**Ziel der Übung**
Was sagt der Text über Digital Twins zu diesen Fragen?
(a) Wie viel Prozent der weltweiten CO2-Emissionen gehen auf Gebäude zurück?
(b) Wofür steht die Abkürzung BIM?
(c) Seit welchem Jahr arbeitet Yannick Renaud bei TÜV SÜD?

Mit Simulation zur
optimierten Realwelt
Etwa 40 Prozent der weltweiten CO2-Emissionen gehen auf Gebäude zurück. Ihren Betrieb klimafreundlicher zu machen, haben sich Yannick Renaud und sein Team Nachhaltigkeit & Simulation bei TÜV SÜD in Hamburg vorgenommen. Sie nutzen dafür „Digital Twins“, virtuelle Gebäudenachbauten, an denen reale Eigenschaften simuliert und optimiert werden können.
Herr Renaud, erklären Sie bitte, was ein „Digital Twin“ ist.
Renaud Ganz allgemein gesprochen ist ein „Digital Twin“ ein virtuelles Modell, das Objekte oder Prozesse in unterschiedlicher Detailtiefe widerspiegelt. Ein sehr häufiges Einsatzgebiet sind virtuelle Gebäude. Dabei werden bestehende oder geplante Bauten digital erstellt oder nachgebildet – mit dem Ziel, daraus Erkenntnisse für die echten Gebäude abzuleiten. So ermitteln wir für unsere Kunden völlig transparent nachhaltige Optimierungspotenziale. „Digital Twins“ liegen auch dem BIM – Building Information Modeling – zugrunde, einer digitalen Methode zum Planen und Bauen von Gebäuden, die zunehmend zum Einsatz kommt.
Seit 2017 arbeitet Yannick Renaud bei TÜV SÜD als Projektingenieur für Simulation und Energietechnik im Immobilienbereich.

**Datenblock**
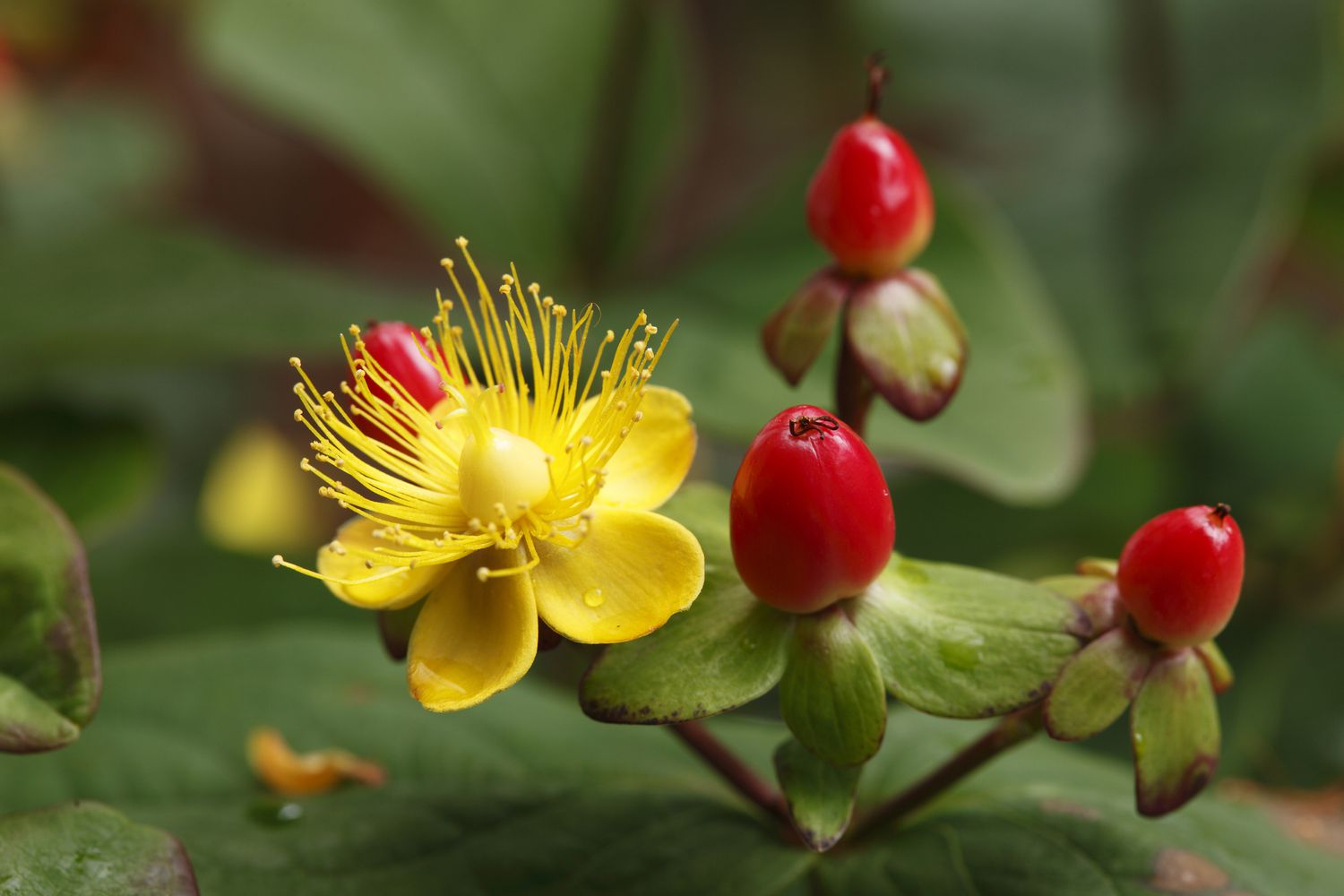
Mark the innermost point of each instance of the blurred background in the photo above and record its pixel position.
(1140, 218)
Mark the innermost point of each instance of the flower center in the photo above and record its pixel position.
(502, 470)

**Ergebnis der Übung**
(a) Etwa 40 Prozent
(b) Building Information Modeling
(c) Seit 2017